> _PAGE EXCERPT_:
Steven Spielberg's latest movie, Minority Report, is getting lots of press for its treatment of a theme, the tension between security and liberty, that seems increasingly urgent in light of September 11th. Spielberg's last work, A.I.: Artificial Intelligence (2001), was much less celebrated when it came out. But something I just read suggests that futuristic fable to be no less relevant to contemporary life.
A.I. tells the story of a couple whose son has dropped into an apparently irreversible coma. Unable to have or adopt another child (since a global environmental crisis has led to the strict regulation of reproduction), they settle for a child-like robot programmed to love. All goes well until their real son unexpectedly recovers. His jealousy of the artificial substitute eventually drives his mother to take the robot out into the woods and tearfully abandon him.

> _GIVEN INFORMATION_:
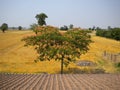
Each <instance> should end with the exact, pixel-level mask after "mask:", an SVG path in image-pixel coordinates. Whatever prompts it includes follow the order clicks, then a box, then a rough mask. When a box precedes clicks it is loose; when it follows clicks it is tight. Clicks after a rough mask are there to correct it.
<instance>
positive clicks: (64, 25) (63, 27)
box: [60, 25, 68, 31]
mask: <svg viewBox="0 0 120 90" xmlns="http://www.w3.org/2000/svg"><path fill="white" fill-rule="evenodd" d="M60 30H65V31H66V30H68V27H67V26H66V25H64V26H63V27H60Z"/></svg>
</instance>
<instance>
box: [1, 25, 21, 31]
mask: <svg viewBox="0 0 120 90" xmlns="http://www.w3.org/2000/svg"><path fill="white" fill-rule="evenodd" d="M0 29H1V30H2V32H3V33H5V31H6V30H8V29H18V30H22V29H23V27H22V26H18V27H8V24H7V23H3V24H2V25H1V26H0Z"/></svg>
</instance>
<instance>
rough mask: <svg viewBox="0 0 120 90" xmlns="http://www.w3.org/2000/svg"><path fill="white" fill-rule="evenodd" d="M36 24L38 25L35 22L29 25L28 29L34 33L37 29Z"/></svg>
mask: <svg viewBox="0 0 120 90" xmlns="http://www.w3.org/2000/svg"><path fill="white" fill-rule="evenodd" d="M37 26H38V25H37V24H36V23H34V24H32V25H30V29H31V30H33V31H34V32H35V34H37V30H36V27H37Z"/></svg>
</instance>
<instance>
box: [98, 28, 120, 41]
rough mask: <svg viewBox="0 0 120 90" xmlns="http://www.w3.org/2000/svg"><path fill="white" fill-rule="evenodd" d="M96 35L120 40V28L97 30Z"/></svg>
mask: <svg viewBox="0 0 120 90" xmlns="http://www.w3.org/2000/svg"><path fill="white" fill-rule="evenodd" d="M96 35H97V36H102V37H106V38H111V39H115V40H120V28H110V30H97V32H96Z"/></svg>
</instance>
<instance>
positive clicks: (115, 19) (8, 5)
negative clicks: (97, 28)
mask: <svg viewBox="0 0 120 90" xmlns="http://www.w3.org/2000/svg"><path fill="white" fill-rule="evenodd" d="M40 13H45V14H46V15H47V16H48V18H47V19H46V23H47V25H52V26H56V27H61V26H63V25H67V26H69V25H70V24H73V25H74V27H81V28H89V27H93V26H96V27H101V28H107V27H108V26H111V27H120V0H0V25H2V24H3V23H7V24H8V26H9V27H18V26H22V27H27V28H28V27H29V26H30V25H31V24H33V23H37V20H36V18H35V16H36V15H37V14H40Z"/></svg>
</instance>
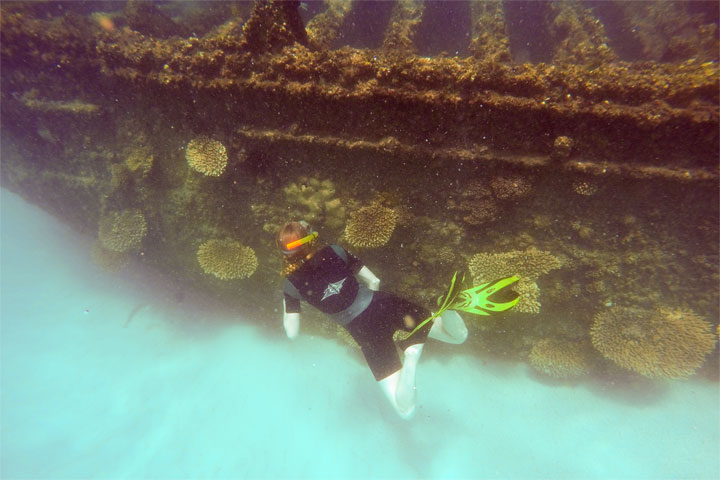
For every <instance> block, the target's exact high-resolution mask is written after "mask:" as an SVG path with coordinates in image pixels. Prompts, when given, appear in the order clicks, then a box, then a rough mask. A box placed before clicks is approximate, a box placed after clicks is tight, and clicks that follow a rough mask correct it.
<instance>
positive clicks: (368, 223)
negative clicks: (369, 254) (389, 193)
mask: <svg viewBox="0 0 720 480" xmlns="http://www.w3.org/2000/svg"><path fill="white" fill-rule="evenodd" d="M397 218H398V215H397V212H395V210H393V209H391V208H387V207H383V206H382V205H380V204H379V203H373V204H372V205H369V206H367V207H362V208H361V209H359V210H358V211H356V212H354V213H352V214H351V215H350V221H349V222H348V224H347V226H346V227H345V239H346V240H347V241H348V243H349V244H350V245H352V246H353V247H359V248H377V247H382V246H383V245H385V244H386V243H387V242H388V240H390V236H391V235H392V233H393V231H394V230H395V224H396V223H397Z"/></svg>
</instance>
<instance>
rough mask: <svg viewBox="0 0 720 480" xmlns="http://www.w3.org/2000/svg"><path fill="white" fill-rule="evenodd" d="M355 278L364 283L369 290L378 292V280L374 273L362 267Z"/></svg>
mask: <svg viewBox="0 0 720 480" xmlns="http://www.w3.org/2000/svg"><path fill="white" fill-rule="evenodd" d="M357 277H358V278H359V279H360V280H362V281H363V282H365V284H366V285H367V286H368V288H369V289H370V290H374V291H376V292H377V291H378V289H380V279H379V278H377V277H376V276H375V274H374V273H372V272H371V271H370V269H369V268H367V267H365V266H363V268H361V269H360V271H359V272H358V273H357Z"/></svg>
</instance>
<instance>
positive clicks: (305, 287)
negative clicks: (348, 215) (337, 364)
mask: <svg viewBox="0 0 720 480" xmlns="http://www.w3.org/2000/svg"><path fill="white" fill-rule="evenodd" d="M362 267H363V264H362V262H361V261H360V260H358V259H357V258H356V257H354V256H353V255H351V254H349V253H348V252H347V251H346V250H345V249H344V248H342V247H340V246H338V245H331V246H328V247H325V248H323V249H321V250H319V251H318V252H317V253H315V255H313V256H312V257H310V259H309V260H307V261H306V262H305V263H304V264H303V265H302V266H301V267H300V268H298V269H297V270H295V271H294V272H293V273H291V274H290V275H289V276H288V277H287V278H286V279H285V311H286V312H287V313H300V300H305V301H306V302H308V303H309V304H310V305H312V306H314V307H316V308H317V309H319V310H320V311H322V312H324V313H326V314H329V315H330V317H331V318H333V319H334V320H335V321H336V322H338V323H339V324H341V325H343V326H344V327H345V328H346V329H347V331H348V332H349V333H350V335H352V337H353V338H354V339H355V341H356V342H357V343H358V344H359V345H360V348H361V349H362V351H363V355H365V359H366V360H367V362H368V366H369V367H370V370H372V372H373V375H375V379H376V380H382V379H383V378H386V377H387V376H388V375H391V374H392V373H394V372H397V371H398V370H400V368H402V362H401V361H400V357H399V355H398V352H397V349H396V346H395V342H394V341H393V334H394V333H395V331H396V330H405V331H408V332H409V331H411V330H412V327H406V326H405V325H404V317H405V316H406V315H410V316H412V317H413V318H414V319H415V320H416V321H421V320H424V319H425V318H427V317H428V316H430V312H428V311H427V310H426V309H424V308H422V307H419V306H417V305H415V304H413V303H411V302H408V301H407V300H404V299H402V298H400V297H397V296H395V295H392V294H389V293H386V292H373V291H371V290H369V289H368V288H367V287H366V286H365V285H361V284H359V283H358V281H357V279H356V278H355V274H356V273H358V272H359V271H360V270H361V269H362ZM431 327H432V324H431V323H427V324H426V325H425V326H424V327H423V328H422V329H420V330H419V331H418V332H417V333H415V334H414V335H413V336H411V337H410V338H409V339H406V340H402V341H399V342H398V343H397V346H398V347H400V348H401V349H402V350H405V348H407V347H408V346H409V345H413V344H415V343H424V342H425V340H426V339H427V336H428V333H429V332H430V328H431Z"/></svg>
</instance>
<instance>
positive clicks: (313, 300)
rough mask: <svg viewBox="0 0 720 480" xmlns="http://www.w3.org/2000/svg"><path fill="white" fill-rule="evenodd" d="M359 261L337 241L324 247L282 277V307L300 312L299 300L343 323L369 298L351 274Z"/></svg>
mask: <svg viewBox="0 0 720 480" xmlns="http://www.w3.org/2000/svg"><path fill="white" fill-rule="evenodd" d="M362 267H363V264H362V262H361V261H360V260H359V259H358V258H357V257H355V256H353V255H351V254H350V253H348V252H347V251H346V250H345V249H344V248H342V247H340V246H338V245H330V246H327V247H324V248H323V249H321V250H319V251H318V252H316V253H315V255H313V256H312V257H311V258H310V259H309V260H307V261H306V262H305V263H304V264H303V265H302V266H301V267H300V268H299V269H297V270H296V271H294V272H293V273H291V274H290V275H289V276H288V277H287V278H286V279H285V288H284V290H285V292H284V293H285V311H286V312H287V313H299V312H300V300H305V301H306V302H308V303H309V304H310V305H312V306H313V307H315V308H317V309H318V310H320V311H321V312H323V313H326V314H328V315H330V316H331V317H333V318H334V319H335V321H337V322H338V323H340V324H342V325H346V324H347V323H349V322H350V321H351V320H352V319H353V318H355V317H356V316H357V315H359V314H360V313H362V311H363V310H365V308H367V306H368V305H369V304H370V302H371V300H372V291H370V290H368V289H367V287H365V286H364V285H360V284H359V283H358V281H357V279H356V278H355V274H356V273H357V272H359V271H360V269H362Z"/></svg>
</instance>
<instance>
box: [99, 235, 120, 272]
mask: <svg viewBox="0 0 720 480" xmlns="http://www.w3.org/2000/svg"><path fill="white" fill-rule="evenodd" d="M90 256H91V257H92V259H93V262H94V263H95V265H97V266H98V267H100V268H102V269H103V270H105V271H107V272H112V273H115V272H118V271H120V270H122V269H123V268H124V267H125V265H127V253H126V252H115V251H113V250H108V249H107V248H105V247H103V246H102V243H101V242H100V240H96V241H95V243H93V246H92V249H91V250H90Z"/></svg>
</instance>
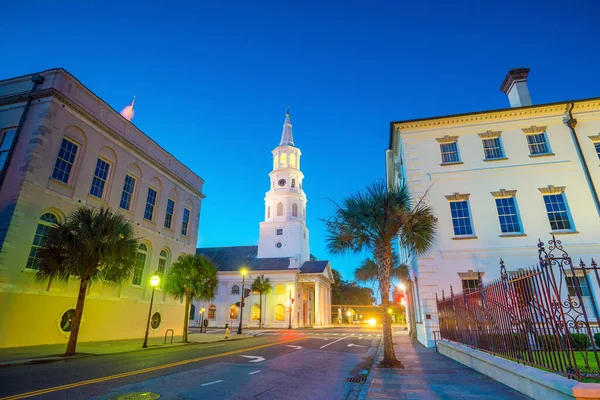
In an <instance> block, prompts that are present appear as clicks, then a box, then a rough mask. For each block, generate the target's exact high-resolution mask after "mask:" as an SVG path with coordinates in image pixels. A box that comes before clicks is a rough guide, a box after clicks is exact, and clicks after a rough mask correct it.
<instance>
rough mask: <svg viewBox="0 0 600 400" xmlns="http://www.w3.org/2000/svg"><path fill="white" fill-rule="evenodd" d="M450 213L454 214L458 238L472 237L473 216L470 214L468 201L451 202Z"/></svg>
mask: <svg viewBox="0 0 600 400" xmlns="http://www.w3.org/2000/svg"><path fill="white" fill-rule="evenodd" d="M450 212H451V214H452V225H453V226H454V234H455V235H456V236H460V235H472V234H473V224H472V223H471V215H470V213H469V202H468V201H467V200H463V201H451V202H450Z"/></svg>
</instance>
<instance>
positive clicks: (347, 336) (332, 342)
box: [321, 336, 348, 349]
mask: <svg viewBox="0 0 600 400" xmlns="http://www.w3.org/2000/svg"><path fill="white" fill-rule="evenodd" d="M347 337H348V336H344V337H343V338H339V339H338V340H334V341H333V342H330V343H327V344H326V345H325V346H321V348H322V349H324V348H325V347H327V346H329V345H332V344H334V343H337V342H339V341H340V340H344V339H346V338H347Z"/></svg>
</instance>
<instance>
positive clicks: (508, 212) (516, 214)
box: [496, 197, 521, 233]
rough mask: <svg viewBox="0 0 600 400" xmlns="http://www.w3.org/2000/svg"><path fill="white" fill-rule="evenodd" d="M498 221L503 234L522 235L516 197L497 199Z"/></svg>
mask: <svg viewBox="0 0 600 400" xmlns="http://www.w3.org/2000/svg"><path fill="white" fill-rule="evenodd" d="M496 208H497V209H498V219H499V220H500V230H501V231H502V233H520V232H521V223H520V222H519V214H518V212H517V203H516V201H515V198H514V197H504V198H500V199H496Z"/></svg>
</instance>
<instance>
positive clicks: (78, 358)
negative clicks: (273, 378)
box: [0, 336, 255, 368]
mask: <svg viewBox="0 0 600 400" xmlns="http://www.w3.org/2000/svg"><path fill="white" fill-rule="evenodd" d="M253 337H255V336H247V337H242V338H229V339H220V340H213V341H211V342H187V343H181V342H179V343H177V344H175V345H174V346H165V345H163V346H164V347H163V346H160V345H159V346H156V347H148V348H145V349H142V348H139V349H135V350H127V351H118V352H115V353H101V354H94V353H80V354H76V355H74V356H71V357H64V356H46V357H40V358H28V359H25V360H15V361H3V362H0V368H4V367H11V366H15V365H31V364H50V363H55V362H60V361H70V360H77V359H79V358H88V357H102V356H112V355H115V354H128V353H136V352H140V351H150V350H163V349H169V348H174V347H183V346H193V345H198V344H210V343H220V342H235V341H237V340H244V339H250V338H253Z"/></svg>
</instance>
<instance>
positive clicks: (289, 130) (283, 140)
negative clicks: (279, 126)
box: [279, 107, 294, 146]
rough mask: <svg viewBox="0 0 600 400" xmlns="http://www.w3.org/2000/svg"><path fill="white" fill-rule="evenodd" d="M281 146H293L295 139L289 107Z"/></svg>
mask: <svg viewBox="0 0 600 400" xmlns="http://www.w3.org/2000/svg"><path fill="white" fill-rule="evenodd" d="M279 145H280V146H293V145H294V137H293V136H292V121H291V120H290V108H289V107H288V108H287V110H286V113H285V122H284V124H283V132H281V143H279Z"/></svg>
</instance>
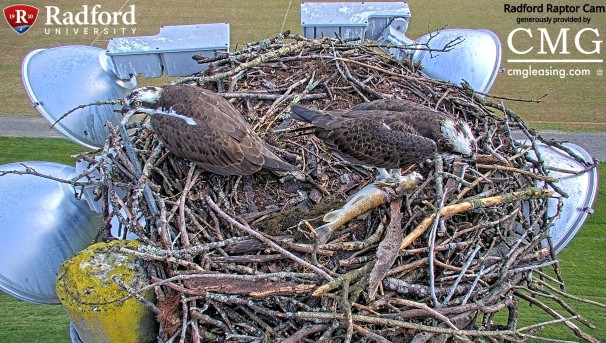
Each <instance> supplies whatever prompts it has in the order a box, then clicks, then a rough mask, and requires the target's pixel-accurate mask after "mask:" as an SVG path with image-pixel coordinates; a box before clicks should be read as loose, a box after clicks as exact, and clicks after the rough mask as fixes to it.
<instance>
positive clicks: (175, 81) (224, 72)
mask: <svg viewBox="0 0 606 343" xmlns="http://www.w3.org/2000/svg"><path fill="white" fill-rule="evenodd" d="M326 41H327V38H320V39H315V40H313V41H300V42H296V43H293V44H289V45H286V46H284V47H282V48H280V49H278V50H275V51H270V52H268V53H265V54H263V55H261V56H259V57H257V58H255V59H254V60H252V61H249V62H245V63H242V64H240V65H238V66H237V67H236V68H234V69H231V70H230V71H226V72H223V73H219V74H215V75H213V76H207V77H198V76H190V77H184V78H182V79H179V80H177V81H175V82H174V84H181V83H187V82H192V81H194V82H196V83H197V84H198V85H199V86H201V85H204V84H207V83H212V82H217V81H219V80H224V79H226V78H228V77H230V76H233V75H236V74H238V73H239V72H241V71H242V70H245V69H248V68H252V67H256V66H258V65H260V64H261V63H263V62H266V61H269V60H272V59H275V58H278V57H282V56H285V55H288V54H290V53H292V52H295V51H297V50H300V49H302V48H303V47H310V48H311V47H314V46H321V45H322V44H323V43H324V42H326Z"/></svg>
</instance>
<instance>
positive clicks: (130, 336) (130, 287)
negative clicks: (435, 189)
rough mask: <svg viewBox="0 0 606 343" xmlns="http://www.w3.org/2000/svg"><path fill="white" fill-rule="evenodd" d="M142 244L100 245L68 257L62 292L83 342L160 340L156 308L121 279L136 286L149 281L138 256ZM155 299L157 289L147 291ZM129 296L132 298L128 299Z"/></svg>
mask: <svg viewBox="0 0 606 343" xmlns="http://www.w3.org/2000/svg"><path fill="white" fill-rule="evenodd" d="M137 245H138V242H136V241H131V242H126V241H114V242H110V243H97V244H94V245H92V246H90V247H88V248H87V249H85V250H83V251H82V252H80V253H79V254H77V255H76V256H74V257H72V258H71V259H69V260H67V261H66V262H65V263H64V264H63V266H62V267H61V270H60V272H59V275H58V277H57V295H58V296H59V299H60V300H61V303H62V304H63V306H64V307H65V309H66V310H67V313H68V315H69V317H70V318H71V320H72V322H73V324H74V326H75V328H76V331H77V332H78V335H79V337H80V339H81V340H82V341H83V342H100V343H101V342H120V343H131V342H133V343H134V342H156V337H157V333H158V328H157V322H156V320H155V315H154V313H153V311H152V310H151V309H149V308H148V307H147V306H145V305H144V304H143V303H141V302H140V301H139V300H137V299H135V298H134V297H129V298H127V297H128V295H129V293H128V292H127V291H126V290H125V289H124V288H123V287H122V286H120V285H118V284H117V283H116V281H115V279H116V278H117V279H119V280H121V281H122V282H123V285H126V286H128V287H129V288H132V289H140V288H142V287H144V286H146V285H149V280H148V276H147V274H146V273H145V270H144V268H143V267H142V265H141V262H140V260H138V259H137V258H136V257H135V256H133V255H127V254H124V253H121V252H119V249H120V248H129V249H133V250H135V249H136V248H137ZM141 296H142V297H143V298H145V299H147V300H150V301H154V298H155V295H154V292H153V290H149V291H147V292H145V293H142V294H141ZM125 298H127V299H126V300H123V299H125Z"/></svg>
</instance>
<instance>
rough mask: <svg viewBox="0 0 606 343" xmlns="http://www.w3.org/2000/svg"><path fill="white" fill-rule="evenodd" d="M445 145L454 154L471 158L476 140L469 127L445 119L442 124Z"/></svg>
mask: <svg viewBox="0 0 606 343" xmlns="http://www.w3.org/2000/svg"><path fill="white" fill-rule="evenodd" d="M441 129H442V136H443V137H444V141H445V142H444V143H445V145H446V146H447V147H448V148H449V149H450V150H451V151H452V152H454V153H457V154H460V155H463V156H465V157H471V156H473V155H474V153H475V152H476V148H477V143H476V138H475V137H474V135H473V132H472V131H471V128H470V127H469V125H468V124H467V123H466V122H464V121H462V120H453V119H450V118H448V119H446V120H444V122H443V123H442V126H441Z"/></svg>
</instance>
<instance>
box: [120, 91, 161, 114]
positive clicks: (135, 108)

> _EXERCISE REQUIREMENTS_:
**a.** In the Spielberg commentary, what theme is Minority Report getting lots of press for treating?
**b.** Translate this sentence from the Spielberg commentary into Spanish: "All goes well until their real son unexpectedly recovers."

> _SET OF ANSWERS_:
**a.** The tension between security and liberty.

**b.** Todo va bien hasta que su verdadero hijo se recupera inesperadamente.